Coordinate annotation entries:
________

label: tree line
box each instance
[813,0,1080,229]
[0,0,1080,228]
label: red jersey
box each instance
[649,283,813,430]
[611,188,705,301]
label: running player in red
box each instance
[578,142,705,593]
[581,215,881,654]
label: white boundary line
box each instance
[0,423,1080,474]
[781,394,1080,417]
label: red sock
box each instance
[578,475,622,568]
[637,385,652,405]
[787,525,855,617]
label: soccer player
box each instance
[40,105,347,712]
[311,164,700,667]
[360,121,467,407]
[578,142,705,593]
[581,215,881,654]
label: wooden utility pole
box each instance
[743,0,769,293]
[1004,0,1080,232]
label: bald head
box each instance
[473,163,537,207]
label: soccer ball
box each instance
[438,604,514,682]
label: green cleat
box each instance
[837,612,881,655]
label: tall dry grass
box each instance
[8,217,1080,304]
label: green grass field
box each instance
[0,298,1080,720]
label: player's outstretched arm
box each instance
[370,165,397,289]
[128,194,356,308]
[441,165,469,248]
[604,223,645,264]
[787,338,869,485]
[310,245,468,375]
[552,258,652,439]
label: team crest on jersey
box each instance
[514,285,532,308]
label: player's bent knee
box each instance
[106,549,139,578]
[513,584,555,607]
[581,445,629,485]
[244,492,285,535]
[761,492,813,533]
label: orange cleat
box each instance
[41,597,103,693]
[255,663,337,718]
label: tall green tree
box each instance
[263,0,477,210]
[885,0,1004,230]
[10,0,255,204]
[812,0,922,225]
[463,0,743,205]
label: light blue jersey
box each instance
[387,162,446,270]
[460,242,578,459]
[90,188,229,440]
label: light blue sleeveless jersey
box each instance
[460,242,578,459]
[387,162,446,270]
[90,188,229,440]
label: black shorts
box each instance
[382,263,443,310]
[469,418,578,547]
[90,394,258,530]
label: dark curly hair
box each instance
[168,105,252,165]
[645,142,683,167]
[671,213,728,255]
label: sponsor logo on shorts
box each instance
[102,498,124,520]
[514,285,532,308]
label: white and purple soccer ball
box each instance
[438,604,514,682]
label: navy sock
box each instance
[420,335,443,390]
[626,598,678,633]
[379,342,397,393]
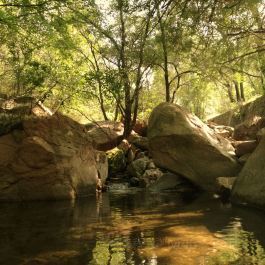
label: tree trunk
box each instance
[234,81,241,102]
[156,2,170,102]
[240,82,246,101]
[225,83,235,103]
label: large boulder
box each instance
[148,103,241,190]
[232,133,265,208]
[0,114,108,201]
[209,96,265,127]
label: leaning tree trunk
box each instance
[234,81,241,102]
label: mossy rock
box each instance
[107,147,126,177]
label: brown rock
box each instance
[0,114,108,201]
[234,140,258,157]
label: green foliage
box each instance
[0,0,265,119]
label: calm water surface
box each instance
[0,191,265,265]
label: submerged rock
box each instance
[0,114,108,201]
[148,103,241,190]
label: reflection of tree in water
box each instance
[209,218,265,265]
[89,227,158,265]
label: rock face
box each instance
[232,136,265,208]
[148,103,241,191]
[0,114,108,201]
[233,117,265,141]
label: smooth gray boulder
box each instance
[148,103,241,191]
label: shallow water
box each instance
[0,191,265,265]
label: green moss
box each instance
[107,147,126,176]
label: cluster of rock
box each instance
[104,120,195,192]
[0,93,265,207]
[0,97,108,201]
[208,96,265,208]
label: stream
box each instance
[0,190,265,265]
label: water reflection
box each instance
[0,192,265,265]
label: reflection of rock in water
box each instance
[218,217,265,265]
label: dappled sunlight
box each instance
[0,192,265,265]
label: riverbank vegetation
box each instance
[0,0,265,136]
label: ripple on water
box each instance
[0,191,265,265]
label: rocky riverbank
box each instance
[0,95,265,207]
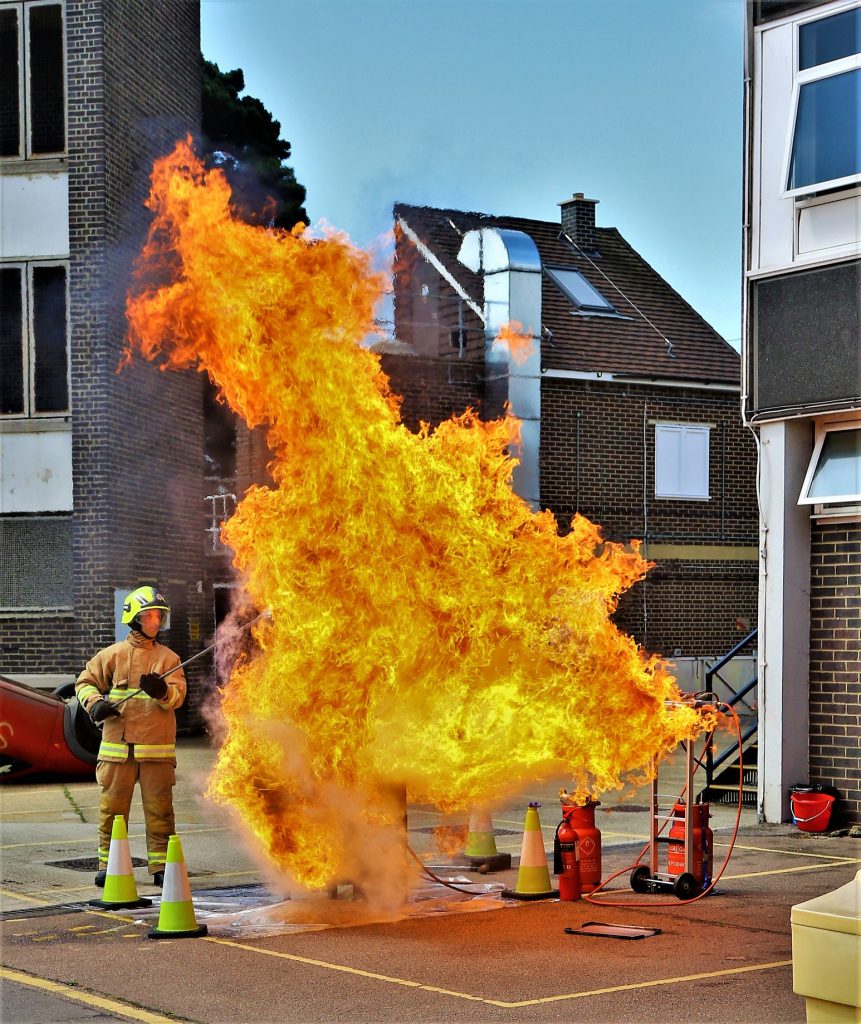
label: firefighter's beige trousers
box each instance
[95,756,176,873]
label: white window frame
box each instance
[780,4,861,198]
[798,420,861,509]
[0,259,72,423]
[654,421,712,502]
[0,0,69,164]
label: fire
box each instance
[128,141,707,888]
[493,321,534,364]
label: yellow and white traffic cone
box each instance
[464,807,511,871]
[146,836,207,939]
[503,803,559,899]
[89,814,153,910]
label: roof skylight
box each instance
[545,266,615,312]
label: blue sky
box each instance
[202,0,743,347]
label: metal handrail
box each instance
[705,722,759,774]
[705,629,760,689]
[704,630,759,790]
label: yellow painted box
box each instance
[789,871,861,1024]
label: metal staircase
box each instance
[698,630,759,807]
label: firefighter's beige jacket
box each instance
[75,632,185,764]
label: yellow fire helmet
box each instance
[123,587,170,626]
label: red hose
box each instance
[583,700,744,907]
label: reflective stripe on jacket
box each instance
[75,632,185,761]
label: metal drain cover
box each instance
[45,857,146,871]
[410,825,520,837]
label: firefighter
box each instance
[75,587,185,887]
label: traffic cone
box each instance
[146,836,207,939]
[89,814,153,910]
[503,803,559,899]
[464,807,511,872]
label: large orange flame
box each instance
[128,142,704,887]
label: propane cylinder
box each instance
[562,800,601,893]
[666,800,715,886]
[553,818,580,900]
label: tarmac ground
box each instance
[0,737,861,1024]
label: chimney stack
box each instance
[559,193,598,253]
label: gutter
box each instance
[542,367,740,394]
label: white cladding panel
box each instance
[0,429,72,513]
[0,171,69,259]
[799,196,861,255]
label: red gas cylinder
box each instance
[553,818,580,900]
[562,800,601,893]
[666,800,715,886]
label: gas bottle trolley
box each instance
[630,701,714,899]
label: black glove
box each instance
[90,700,120,725]
[140,672,168,700]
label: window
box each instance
[0,0,66,160]
[0,515,74,612]
[547,267,615,313]
[655,423,708,501]
[0,262,69,417]
[799,423,861,505]
[785,8,861,196]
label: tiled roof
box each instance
[394,204,740,384]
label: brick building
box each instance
[381,195,757,663]
[744,0,861,822]
[0,0,212,718]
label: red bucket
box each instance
[789,793,834,831]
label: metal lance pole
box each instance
[112,608,271,708]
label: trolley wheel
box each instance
[630,864,649,893]
[673,871,699,899]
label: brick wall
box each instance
[4,0,211,721]
[541,378,758,657]
[393,230,484,360]
[800,521,861,822]
[382,355,484,431]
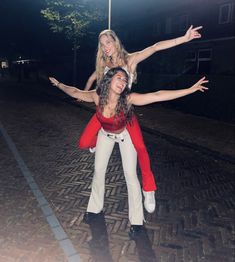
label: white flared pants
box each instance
[87,129,144,225]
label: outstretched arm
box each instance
[84,71,96,91]
[129,25,202,66]
[128,77,209,106]
[49,77,98,103]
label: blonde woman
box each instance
[50,67,208,236]
[78,26,202,213]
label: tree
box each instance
[41,0,101,85]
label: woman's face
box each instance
[100,35,116,57]
[110,71,128,95]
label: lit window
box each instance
[197,49,211,74]
[219,3,235,24]
[165,18,172,34]
[184,51,197,74]
[179,15,189,31]
[153,22,161,36]
[1,61,8,68]
[184,49,212,74]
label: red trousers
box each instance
[78,114,157,191]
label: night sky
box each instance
[0,0,171,60]
[0,0,71,59]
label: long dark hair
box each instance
[96,67,133,122]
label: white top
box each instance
[104,66,134,89]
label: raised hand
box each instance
[184,25,202,42]
[49,77,60,86]
[190,76,209,92]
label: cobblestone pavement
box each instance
[0,81,235,262]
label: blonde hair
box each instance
[96,29,136,85]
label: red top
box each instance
[96,107,126,132]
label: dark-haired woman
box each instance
[50,67,208,232]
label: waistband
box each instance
[101,128,128,142]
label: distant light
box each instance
[1,61,9,68]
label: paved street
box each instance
[0,83,235,262]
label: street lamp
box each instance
[108,0,112,30]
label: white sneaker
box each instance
[89,147,95,154]
[143,190,156,213]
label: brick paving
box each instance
[0,81,235,262]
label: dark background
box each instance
[0,0,235,122]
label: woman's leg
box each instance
[78,114,101,148]
[127,115,157,191]
[87,130,115,214]
[119,130,144,225]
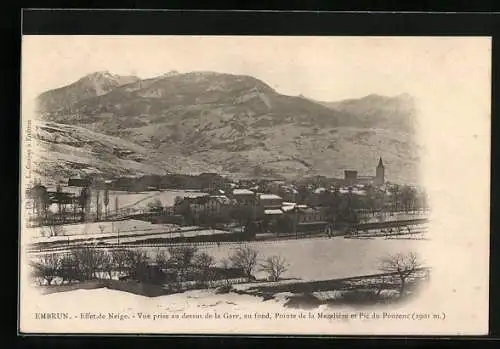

________

◆ Short problem: Copy out the records from the beginning through the line containing "[781,394,1080,417]", including that line, reproducing every character as it appears.

◆ Written reply:
label: tree line
box each instance
[813,0,1080,229]
[0,0,1080,228]
label: red jersey
box each instance
[649,283,813,430]
[611,188,705,301]
label: running player in red
box each instance
[578,142,705,593]
[581,215,881,654]
label: white boundary line
box each instance
[0,423,1080,474]
[781,394,1080,417]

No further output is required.